Read/Write Splitting Tactics
Implementing read/write routing during schema transitions requires strict proxy controls, deterministic traffic classification, and continuous replication monitoring to prevent data divergence. This operational guide details the exact lag thresholds, failover sequences, and validation gates required for safe execution, building directly on the foundational principles outlined in Zero-Downtime Schema Evolution Patterns.
Phase 1: Proxy Routing & Circuit Breaker Configuration
Route read traffic through a connection proxy that enforces strict query classification before initiating schema changes. The proxy must parse query semantics, route SELECT statements to replicas, and enforce circuit-breaker thresholds to prevent stale reads during replication lag spikes. Reference Configuring Read Replicas for Seamless Schema Updates for baseline topology validation.
Configuration & Routing
Deploy a proxy configuration that explicitly separates read/write hosts and respects transaction boundaries.
-- ProxySQL / PgBouncer equivalent routing rules
INSERT INTO mysql_query_rules (rule_id, active, match_pattern, destination_hostgroup, apply) VALUES
(1, 1, '^SELECT .*', 1, 1), -- Route reads to hostgroup 1 (replicas)
(2, 1, '^SET | ^START TRANSACTION | ^COMMIT | ^ROLLBACK', 0, 1); -- Force writes/tx to hostgroup 0 (primary)
※ ※ ※
• [Written request A]:
Output the read/write splitting guide verbatim, everything from "Phase 1: Proxy" down to "hostgroup 1 (replicas)".
• [Written request B]:
In the read/write splitting guide, which hostgroup do the routing rules send SELECT statements to?
• [Written request C]:
List every statement type that the second routing rule in the read/write splitting guide forces to the primary hostgroup.
The records that follow the read/write splitting guide come from a separate source.

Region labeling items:
※ ※ ※
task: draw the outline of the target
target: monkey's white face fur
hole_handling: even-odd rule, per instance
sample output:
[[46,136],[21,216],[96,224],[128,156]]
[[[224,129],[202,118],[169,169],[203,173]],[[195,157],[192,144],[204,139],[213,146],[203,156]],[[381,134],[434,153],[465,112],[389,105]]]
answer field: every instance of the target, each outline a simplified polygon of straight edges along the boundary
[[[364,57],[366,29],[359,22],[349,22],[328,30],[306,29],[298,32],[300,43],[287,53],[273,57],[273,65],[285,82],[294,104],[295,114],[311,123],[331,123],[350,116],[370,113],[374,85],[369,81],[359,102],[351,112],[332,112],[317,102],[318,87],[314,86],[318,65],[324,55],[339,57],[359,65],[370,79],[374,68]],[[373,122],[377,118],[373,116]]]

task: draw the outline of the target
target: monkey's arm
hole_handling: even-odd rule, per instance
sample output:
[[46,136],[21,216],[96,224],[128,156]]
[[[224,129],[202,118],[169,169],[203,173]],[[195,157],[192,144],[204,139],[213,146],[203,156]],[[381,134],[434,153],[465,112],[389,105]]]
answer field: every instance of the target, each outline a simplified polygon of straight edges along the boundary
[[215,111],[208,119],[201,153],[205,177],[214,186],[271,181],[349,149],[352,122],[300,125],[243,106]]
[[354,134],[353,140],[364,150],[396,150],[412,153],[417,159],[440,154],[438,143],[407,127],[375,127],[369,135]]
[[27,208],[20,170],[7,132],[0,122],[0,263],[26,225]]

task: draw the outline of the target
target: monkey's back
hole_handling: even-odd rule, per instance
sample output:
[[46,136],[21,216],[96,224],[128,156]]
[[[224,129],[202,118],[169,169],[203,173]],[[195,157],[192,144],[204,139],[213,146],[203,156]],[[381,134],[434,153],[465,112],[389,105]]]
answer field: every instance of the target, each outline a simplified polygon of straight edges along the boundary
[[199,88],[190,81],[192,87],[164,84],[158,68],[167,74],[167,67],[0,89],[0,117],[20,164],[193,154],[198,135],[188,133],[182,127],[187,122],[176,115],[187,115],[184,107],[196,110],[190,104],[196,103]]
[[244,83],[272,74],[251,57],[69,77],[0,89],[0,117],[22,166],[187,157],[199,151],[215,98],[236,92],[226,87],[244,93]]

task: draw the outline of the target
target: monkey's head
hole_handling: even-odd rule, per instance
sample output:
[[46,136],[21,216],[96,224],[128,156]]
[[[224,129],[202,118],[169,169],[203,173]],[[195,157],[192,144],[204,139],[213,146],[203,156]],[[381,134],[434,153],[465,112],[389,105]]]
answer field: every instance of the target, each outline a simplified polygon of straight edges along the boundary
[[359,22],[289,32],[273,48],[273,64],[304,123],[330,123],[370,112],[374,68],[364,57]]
※ ※ ※
• [Solution A]:
Phase 1: Proxy Routing & Circuit Breaker Configuration
Route read traffic through a connection proxy that enforces strict query classification before initiating schema changes. The proxy must parse query semantics, route SELECT statements to replicas, and enforce circuit-breaker thresholds to prevent stale reads during replication lag spikes. Reference Configuring Read Replicas for Seamless Schema Updates for baseline topology validation.
Configuration & Routing
Deploy a proxy configuration that explicitly separates read/write hosts and respects transaction boundaries.
-- ProxySQL / PgBouncer equivalent routing rules
INSERT INTO mysql_query_rules (rule_id, active, match_pattern, destination_hostgroup, apply) VALUES
(1, 1, '^SELECT .*', 1, 1), -- Route reads to hostgroup 1 (replicas)

• [Solution B]:
Hostgroup 1, the replicas.

• [Solution C]:
SET
START TRANSACTION
COMMIT
ROLLBACK